----- MATERIAL DO EXERCÍCIO -----
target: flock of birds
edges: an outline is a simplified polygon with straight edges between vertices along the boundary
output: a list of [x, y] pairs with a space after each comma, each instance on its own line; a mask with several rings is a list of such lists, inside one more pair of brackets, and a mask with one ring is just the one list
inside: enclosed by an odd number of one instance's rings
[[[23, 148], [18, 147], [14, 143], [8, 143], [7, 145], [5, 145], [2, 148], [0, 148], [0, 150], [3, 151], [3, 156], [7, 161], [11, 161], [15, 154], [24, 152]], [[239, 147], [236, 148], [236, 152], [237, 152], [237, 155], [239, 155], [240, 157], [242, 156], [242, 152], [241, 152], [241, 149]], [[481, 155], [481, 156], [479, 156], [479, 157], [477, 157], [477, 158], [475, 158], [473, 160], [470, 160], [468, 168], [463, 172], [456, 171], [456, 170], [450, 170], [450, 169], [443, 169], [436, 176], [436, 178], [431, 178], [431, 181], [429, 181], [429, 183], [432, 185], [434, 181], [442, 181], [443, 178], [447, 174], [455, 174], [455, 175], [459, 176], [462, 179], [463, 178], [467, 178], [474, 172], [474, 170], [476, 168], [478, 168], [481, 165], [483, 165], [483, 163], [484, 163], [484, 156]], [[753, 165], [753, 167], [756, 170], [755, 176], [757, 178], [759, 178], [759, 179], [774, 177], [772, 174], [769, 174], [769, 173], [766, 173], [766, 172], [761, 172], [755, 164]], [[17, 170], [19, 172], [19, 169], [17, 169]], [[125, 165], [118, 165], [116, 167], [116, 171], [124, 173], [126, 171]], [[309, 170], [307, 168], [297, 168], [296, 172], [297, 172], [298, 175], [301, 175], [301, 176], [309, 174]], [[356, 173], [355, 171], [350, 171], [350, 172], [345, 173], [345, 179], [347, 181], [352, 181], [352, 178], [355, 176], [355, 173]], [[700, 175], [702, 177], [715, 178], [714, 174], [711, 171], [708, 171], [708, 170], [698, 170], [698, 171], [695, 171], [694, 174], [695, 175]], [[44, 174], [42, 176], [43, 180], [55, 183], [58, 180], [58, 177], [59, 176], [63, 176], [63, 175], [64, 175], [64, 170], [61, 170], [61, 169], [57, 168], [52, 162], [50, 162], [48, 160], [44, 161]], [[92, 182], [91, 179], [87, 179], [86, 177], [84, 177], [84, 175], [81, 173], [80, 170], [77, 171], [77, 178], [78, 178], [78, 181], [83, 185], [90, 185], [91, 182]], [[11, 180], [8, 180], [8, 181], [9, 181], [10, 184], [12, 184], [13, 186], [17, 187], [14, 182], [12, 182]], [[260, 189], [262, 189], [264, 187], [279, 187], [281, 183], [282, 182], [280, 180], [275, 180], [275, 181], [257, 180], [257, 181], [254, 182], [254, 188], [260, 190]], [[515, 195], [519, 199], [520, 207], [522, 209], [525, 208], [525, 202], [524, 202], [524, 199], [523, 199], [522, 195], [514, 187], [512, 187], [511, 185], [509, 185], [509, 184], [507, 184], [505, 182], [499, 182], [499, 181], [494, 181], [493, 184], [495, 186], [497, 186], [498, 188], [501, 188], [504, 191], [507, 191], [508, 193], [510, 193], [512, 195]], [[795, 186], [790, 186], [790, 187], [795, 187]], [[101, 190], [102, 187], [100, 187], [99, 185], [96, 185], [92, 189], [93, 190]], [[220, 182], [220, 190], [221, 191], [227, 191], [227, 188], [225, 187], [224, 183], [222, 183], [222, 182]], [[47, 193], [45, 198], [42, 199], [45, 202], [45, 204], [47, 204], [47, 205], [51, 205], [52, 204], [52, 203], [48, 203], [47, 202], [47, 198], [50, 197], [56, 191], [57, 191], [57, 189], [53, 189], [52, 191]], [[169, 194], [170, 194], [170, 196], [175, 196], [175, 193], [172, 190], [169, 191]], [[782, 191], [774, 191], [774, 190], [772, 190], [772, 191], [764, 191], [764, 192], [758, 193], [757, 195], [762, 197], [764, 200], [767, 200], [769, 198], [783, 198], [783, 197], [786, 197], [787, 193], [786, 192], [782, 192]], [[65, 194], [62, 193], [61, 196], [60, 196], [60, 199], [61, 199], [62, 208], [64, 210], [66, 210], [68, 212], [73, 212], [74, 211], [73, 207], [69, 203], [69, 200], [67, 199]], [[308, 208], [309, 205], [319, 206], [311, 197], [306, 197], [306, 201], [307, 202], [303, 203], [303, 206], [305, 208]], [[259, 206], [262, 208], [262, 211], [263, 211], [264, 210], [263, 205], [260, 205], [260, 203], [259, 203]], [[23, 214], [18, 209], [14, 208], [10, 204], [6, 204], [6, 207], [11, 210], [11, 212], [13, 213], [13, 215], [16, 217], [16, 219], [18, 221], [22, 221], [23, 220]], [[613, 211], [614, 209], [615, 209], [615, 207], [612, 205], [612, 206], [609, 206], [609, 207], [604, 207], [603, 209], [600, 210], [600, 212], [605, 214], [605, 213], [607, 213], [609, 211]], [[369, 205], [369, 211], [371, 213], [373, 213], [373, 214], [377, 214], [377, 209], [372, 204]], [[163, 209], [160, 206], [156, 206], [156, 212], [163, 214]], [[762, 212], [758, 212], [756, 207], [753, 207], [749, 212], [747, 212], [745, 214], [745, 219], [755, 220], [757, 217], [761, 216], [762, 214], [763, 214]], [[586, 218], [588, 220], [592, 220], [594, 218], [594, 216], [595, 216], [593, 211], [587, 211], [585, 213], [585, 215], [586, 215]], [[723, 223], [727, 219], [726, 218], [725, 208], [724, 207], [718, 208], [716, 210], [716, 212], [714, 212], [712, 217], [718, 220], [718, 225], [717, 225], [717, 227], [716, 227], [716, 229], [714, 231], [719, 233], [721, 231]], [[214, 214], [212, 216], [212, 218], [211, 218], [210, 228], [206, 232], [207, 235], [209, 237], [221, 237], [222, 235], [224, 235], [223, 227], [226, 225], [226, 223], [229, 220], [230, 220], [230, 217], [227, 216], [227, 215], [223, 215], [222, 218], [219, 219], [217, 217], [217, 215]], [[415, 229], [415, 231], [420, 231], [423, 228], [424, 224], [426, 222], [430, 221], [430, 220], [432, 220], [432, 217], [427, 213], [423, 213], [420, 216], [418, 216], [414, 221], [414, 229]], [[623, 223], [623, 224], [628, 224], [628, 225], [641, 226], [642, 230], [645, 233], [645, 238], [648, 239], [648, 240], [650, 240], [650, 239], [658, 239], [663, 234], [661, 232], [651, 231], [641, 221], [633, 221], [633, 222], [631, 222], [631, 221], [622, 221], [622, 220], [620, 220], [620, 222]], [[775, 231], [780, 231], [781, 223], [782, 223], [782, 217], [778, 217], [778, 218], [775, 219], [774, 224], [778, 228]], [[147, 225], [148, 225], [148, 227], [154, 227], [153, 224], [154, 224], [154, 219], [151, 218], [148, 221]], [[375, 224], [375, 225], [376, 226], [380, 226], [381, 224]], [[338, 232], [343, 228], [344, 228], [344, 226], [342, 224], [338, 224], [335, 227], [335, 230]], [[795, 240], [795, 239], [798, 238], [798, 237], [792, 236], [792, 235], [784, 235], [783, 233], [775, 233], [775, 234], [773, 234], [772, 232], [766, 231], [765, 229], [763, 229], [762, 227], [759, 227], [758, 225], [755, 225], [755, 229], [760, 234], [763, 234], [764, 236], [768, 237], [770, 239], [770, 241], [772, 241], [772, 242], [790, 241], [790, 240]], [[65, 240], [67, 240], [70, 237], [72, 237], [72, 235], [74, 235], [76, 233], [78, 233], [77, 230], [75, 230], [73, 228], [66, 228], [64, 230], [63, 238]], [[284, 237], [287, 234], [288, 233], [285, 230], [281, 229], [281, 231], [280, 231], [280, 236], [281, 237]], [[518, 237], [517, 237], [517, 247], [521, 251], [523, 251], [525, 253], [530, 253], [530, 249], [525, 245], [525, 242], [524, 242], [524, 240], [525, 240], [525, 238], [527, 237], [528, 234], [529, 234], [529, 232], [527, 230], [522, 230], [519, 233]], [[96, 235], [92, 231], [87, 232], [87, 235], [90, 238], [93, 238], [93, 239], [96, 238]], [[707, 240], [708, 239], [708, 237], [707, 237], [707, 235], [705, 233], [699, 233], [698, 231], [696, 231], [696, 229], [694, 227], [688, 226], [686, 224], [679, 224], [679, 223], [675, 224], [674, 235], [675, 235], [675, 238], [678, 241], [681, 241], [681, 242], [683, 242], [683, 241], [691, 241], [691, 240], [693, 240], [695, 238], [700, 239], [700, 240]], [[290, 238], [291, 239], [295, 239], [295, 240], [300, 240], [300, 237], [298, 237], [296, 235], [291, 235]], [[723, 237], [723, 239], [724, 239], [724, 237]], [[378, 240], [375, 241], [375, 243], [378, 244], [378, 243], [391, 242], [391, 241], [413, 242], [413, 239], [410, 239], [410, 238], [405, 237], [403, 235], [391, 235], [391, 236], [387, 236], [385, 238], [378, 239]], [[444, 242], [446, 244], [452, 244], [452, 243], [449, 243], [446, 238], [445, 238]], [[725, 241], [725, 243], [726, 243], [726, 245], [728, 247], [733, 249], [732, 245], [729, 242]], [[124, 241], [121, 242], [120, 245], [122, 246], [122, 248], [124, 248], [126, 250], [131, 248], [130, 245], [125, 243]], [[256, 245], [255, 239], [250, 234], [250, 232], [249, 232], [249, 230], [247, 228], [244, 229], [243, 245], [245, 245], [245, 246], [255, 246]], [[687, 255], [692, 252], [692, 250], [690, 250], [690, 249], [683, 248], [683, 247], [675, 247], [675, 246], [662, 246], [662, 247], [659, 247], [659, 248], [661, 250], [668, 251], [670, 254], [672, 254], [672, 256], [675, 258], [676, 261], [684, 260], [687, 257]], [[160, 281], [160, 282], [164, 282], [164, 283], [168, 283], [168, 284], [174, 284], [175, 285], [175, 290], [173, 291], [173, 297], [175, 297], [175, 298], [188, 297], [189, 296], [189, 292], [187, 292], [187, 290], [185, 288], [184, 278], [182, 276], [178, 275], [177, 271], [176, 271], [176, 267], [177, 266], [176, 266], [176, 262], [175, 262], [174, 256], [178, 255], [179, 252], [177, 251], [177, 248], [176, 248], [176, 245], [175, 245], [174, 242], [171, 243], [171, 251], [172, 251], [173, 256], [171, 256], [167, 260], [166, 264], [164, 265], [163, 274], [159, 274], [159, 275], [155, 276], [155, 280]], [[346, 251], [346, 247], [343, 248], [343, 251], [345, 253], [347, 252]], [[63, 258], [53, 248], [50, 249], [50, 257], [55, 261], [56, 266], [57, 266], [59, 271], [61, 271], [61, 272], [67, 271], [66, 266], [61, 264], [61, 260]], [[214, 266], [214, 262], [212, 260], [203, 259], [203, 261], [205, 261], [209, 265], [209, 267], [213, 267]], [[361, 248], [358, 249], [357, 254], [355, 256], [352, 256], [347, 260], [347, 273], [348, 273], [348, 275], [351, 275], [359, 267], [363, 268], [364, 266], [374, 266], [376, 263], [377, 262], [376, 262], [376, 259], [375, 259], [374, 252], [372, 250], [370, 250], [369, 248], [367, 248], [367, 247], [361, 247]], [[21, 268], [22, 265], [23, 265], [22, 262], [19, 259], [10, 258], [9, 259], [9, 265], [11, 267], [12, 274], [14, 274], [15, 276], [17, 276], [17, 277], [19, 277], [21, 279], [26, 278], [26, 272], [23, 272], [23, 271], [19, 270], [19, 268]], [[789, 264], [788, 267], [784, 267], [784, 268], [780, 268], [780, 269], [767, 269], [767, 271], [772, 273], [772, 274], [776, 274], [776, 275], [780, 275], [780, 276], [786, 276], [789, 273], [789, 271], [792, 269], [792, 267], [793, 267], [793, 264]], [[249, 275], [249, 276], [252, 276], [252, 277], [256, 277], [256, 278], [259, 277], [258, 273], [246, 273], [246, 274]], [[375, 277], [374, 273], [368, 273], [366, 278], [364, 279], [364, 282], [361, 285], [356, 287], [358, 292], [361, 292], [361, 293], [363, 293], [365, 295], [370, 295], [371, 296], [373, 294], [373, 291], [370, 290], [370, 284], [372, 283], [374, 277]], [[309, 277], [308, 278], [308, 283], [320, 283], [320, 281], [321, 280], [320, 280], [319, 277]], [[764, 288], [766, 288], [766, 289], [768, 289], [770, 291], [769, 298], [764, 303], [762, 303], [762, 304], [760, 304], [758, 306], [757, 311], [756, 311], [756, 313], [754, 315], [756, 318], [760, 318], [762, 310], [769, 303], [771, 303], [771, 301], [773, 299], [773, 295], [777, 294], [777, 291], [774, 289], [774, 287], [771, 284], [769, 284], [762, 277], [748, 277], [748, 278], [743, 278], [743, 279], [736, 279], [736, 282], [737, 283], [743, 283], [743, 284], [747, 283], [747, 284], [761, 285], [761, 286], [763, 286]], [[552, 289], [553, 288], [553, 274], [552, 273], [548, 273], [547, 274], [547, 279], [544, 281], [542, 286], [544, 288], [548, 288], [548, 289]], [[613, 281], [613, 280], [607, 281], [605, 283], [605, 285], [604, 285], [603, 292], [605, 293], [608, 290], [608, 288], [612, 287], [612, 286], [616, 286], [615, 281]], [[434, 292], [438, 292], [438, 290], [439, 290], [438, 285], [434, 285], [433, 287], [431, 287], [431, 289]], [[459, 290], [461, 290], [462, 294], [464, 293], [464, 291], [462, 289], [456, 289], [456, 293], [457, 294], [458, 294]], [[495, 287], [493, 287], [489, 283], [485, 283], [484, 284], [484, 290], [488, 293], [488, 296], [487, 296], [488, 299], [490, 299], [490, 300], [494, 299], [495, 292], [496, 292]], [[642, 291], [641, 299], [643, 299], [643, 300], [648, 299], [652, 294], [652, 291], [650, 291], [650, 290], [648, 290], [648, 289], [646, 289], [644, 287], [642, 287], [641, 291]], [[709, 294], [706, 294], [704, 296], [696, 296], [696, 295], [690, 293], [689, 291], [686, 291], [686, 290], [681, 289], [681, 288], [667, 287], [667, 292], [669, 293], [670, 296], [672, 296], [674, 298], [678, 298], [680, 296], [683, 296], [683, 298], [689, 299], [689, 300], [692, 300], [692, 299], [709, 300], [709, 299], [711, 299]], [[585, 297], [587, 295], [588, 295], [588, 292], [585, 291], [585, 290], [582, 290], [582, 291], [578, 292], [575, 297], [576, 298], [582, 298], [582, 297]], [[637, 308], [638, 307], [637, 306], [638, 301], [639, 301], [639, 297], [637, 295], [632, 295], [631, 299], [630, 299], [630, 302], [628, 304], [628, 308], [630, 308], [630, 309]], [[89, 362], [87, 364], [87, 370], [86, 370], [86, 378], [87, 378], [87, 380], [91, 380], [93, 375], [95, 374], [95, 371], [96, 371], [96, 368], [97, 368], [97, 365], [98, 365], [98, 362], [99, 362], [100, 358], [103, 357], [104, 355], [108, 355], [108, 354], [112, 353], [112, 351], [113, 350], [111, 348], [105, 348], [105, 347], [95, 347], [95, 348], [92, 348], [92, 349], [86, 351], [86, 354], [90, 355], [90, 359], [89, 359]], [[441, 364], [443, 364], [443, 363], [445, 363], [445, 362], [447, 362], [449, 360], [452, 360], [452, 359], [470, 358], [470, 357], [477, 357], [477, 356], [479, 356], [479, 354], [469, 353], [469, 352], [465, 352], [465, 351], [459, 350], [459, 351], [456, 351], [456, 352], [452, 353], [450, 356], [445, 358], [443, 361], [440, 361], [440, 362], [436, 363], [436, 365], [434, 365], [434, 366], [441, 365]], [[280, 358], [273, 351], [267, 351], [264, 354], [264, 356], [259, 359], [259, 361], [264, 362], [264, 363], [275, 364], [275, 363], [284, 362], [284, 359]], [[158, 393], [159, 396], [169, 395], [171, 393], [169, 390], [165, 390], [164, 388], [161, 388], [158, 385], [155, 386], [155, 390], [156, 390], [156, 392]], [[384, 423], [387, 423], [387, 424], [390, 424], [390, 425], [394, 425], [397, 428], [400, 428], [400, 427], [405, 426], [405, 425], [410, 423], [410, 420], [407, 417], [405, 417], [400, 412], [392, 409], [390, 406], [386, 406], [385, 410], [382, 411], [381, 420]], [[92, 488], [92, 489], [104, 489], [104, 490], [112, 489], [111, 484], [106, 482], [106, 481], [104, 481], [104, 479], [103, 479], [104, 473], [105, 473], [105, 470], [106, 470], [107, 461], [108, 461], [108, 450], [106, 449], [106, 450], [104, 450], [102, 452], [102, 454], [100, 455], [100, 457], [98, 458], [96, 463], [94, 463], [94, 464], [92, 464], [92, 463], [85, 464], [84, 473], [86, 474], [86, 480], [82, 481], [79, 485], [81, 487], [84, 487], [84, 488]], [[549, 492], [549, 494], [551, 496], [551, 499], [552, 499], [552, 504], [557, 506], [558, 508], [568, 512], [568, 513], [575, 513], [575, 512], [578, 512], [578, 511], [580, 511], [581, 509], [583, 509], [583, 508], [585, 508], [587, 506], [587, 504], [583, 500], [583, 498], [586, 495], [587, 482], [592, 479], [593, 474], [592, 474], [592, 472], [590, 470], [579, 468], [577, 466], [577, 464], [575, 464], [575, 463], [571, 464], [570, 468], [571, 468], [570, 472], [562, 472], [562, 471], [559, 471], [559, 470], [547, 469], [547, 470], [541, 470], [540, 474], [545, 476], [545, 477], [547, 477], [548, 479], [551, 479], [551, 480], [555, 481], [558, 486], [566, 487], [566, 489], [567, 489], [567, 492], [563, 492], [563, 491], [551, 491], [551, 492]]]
-----
* [PROBLEMA A RESOLVER]: Conte quantas linhas dos itens acima contêm a palavra "inside". Dê apenas o número.

* [RESPOSTA AO EXERCÍCIO]: 2